Problem description | Turn every line of the items below into a JSON list of strings, one string per line, skipping any blank lines. Leave the pictures out of the answer.

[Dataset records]
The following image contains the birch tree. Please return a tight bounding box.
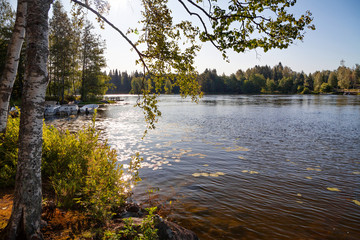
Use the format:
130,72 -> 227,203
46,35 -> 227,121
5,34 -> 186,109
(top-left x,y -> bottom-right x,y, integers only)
0,0 -> 27,133
0,0 -> 314,239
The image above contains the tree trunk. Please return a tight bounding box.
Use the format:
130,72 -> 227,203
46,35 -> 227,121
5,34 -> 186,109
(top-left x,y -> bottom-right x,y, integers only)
0,0 -> 27,133
2,0 -> 52,240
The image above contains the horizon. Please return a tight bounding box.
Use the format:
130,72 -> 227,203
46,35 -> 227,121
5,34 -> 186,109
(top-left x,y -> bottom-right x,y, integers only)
9,0 -> 360,75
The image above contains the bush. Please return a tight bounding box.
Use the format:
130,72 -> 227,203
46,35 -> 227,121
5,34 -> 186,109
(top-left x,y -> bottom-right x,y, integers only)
0,114 -> 20,188
0,111 -> 141,224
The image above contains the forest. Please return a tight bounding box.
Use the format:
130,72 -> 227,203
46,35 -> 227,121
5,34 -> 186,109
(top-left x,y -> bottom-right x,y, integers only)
0,1 -> 109,103
107,61 -> 360,94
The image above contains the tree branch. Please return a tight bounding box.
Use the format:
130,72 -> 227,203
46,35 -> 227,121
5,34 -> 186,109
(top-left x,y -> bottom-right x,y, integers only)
71,0 -> 150,75
178,0 -> 222,51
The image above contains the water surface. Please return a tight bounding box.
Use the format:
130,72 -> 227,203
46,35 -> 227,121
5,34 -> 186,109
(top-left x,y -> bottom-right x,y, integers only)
48,95 -> 360,239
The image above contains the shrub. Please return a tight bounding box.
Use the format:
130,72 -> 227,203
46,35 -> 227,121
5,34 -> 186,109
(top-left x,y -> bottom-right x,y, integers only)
0,114 -> 20,187
0,113 -> 142,224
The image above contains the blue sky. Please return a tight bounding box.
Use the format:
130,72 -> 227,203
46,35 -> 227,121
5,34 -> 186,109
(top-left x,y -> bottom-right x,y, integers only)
10,0 -> 360,75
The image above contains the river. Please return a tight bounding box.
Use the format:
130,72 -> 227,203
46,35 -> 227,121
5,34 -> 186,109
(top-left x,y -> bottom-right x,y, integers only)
47,95 -> 360,239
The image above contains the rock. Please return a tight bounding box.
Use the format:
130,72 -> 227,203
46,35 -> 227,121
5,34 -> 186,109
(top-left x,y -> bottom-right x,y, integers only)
156,220 -> 199,240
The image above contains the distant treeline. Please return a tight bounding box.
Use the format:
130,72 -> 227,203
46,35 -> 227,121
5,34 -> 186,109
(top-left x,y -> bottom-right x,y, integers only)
107,62 -> 360,94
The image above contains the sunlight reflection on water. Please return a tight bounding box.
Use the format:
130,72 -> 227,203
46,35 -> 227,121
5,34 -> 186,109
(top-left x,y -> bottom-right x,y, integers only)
45,95 -> 360,239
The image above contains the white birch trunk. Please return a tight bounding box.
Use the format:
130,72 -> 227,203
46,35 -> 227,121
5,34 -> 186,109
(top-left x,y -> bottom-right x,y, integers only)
3,0 -> 52,240
0,0 -> 27,133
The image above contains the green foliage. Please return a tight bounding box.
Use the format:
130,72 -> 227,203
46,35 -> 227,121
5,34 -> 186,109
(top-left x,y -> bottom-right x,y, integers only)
117,207 -> 159,240
42,112 -> 134,223
320,83 -> 332,93
0,114 -> 20,187
0,111 -> 142,224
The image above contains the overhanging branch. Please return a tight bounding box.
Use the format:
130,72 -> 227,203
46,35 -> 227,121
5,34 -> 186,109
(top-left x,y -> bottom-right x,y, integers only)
71,0 -> 150,75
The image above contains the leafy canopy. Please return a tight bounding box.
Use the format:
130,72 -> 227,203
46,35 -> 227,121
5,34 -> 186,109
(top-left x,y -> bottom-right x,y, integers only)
72,0 -> 315,128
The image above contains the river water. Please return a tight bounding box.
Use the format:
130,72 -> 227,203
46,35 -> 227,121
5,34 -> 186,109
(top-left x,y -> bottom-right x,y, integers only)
47,95 -> 360,239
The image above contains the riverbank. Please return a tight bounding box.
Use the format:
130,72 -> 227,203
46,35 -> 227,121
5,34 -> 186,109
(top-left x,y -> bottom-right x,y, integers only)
0,189 -> 198,240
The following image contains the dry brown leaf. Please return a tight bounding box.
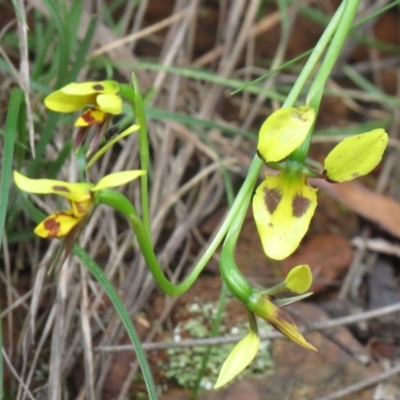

Expected output |
[
  "The following image contains the birch tree. Please return a tight bounding box.",
  "Use the format:",
  "130,72 -> 227,203",
  "46,35 -> 227,121",
  "5,34 -> 186,109",
  "(top-left x,y -> bottom-right x,y, integers only)",
  "0,0 -> 27,133",
  "0,0 -> 314,239",
  "The image above contains the tree trunk. Please return a tight bounding box.",
  "Use the format:",
  "130,72 -> 227,203",
  "46,35 -> 227,121",
  "5,34 -> 186,109",
  "(top-left x,y -> bottom-right x,y, integers only)",
  "0,0 -> 27,133",
  "2,0 -> 52,240",
  "The image above contains the horizon. Please return a tight bounding box.",
  "Use the format:",
  "130,72 -> 227,203",
  "46,35 -> 227,121",
  "5,34 -> 186,109",
  "(top-left x,y -> bottom-right x,y, integers only)",
  "9,0 -> 360,75",
  "The image above contains the bush. Please return a tight bounding box.",
  "Use the format:",
  "130,72 -> 227,203",
  "46,35 -> 227,121",
  "5,34 -> 186,109",
  "(top-left x,y -> bottom-right x,y, integers only)",
  "0,114 -> 20,188",
  "0,111 -> 141,224",
  "The image above contains the forest. Please return a tight bounding box.",
  "Use the format:",
  "130,72 -> 227,203",
  "46,35 -> 227,121",
  "5,34 -> 186,109",
  "(top-left x,y -> bottom-right x,y, integers only)",
  "0,1 -> 109,103",
  "107,61 -> 360,94",
  "The image above contains the tree branch. Please return a tight bounding box.",
  "Use the format:",
  "130,72 -> 227,203",
  "46,35 -> 227,121",
  "5,34 -> 186,109",
  "(top-left x,y -> bottom-right x,y, integers only)",
  "71,0 -> 150,75",
  "178,0 -> 222,51",
  "The image above contains the water surface. Please return a tight bounding box.",
  "Use the format:",
  "130,72 -> 227,203",
  "46,35 -> 227,121",
  "5,34 -> 186,109",
  "(top-left x,y -> bottom-right x,y, integers only)",
  "48,95 -> 360,239",
  "The image above contains the shrub. Please return a tight bounding box.",
  "Use the format:",
  "130,72 -> 227,203",
  "46,35 -> 227,121",
  "5,34 -> 186,109",
  "(top-left x,y -> bottom-right x,y, integers only)",
  "0,114 -> 20,187",
  "0,113 -> 142,224",
  "The image above contains the blue sky. Please return a tight bounding box.",
  "Use the format:",
  "130,72 -> 227,203",
  "46,35 -> 227,121",
  "5,34 -> 186,109",
  "(top-left x,y -> bottom-right x,y, integers only)",
  "10,0 -> 360,75",
  "The image above contains the river. Please return a tight bounding box.",
  "Use the format:",
  "130,72 -> 227,203",
  "46,35 -> 227,121",
  "5,34 -> 186,109",
  "(top-left x,y -> bottom-right x,y, integers only)",
  "47,95 -> 360,239",
  "The image above contains the rock. Please return a tight bounding box.",
  "Use the format:",
  "130,72 -> 227,203",
  "46,35 -> 227,121",
  "5,34 -> 186,109",
  "(top-left x,y -> bottom-right x,y, integers only)",
  "156,220 -> 199,240",
  "The image above contains the distant treeline. Please return a tight bounding box.",
  "Use the format:",
  "130,72 -> 227,203",
  "46,35 -> 227,121",
  "5,34 -> 186,109",
  "(top-left x,y -> bottom-right x,y, integers only)",
  "107,62 -> 360,94",
  "The image above contains the sunlight reflection on water. Please return a tight bounding box.",
  "Use the format:",
  "130,72 -> 227,203",
  "46,35 -> 227,121",
  "5,34 -> 186,109",
  "(top-left x,y -> bottom-right x,y, integers only)",
  "45,95 -> 360,239",
  "The image above contains the white birch trunk. Please return a tight bounding box.",
  "Use the format:",
  "130,72 -> 227,203",
  "46,35 -> 227,121",
  "5,34 -> 186,109",
  "(top-left x,y -> bottom-right x,y, integers only)",
  "3,0 -> 52,240",
  "0,0 -> 27,133",
  "The image above contains the green foliage. Please return a tight bounding box.",
  "Use the format:",
  "130,72 -> 227,203",
  "46,35 -> 227,121",
  "5,34 -> 186,109",
  "(top-left x,y -> bottom-right x,y, integers only)",
  "117,207 -> 159,240",
  "42,112 -> 134,223",
  "320,83 -> 332,93",
  "0,114 -> 20,187",
  "0,111 -> 142,224",
  "The image above contains the overhanging branch. Please return a tight bounding box.",
  "Use the format:",
  "130,72 -> 227,203",
  "46,35 -> 227,121",
  "5,34 -> 186,109",
  "(top-left x,y -> bottom-right x,y, integers only)",
  "71,0 -> 150,75",
  "The image above contains the leafy canopy. Please return a tight bounding box.",
  "Use the format:",
  "130,72 -> 227,203",
  "46,35 -> 227,121",
  "5,34 -> 186,109",
  "(top-left x,y -> bottom-right x,y, integers only)",
  "72,0 -> 315,128",
  "The image above contains the river water. Please return a tight bounding box.",
  "Use the format:",
  "130,72 -> 227,203",
  "46,35 -> 227,121",
  "5,34 -> 186,109",
  "(top-left x,y -> bottom-right x,y, integers only)",
  "47,95 -> 360,239",
  "The image above contains the riverbank. Please return a tight bounding box.",
  "Use the format:",
  "130,72 -> 227,203",
  "46,35 -> 227,121",
  "5,34 -> 186,109",
  "(top-left x,y -> bottom-right x,y, integers only)",
  "0,189 -> 198,240",
  "The following image contains the dry brown leaf. Please return a tight bounding box."
]